**THE TASK:** From the text on Arkansas wheat below, list each weather factor that Cartwright names as helpful.

**TEXT UNDER STUDY:**
-------
Wheat clear of diseases

Rick Cartwright is beginning to feel a little like the Maytag repairman. Cartwright, a plant pathologist for the Cooperative Extension Service, University of Arkansas, would normally be busy this time of year advising county agents and farmers how to fight diseases in the wheat crop. About a dozen diseases can be a problem in Arkansas wheat, but they're almost a no-show this season.

“This is the cleanest, most disease-free wheat crop I've ever seen. It's really depressing,” Cartwright says with a laugh. “The only disease in the state of any significance is on Gary Huitink's no-till test plots at Keiser in Mississippi County.” Huitink is an Arkansas Extension agricultural engineer.

Cartwright suspects the weather has a lot to do with it. He said helpful weather factors include a dry fall, a cold winter and a relatively warm, dry spring, so far. “That has reduced our fungicide use down to a livable level,” he said.

Cartwright has detected some septoria leaf blotch in wheat, but it's low on affected plants so it's not really a problem. There was a small problem with soilborne virus diseases earlier in the season, but during the current warm spell, the wheat has grown out of it.
-------
**Saved entries:**
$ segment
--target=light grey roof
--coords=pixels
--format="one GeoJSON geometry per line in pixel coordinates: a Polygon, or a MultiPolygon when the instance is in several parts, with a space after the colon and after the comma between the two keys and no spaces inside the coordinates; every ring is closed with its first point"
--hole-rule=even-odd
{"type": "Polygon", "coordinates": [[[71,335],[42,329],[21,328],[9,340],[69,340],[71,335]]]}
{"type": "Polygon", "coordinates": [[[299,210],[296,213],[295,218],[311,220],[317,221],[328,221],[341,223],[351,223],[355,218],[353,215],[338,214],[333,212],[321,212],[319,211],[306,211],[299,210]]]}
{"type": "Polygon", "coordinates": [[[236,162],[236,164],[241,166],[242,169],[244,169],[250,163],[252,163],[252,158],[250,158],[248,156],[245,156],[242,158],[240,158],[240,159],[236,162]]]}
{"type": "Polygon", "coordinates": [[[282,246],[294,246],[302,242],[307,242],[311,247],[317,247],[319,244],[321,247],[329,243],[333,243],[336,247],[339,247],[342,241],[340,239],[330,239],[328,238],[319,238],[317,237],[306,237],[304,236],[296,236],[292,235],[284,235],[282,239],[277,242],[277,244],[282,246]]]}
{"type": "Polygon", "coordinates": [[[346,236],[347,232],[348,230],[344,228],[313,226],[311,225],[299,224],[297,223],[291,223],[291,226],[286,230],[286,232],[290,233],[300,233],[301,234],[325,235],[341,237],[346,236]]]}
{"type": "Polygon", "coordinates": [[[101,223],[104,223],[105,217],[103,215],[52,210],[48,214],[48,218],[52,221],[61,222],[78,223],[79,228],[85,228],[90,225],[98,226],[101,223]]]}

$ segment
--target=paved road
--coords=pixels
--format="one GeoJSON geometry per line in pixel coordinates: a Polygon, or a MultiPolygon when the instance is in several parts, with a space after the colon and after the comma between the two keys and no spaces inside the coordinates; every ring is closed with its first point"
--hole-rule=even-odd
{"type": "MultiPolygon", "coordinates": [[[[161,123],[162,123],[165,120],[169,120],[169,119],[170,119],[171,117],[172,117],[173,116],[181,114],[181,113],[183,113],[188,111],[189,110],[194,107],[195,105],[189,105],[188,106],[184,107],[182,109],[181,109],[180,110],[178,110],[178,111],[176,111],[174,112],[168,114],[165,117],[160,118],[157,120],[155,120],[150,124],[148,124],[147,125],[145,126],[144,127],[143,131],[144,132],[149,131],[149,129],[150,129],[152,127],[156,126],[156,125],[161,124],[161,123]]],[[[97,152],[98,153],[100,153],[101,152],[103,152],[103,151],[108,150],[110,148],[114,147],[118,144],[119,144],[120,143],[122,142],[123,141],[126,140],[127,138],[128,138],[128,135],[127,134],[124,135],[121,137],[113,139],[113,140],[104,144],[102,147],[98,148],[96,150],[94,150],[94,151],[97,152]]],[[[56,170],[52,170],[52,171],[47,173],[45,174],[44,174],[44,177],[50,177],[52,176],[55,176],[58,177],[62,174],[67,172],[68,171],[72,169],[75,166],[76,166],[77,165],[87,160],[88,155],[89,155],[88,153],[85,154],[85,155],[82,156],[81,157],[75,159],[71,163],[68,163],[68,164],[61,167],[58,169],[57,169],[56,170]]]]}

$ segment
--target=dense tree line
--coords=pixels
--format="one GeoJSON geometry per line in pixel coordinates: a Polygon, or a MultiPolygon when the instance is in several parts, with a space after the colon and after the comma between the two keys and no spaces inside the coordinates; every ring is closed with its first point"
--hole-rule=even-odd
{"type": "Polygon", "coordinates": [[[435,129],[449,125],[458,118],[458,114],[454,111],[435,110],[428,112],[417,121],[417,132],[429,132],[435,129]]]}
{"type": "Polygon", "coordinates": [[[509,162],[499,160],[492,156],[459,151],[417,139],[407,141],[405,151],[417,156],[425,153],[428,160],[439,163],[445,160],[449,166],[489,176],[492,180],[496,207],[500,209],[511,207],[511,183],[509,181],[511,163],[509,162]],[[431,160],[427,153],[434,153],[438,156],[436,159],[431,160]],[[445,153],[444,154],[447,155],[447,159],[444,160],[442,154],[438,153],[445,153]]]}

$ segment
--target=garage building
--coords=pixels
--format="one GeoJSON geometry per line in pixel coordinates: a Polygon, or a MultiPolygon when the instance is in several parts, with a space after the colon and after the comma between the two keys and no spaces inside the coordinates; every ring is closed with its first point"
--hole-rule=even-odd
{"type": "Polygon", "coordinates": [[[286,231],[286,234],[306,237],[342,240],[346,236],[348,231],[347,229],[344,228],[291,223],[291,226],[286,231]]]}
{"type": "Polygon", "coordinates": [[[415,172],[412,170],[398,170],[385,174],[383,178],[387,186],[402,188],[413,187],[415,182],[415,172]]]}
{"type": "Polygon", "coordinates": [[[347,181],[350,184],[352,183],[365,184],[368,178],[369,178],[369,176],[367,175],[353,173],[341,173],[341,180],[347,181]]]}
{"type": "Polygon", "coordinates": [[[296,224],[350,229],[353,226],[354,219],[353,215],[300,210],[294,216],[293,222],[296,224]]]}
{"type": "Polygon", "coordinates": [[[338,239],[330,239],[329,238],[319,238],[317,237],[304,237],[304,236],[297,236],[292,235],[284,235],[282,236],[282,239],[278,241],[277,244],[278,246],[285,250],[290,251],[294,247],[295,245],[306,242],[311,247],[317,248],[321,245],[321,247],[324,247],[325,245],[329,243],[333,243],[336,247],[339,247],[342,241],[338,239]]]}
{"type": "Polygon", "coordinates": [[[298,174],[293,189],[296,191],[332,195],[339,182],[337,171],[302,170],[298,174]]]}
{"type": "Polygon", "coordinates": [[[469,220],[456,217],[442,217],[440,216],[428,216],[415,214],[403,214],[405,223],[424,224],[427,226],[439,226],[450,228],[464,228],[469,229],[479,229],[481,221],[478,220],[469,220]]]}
-------
**RESPONSE TO THE TASK:**
- A dry fall
- A cold winter
- A relatively warm, dry spring, so far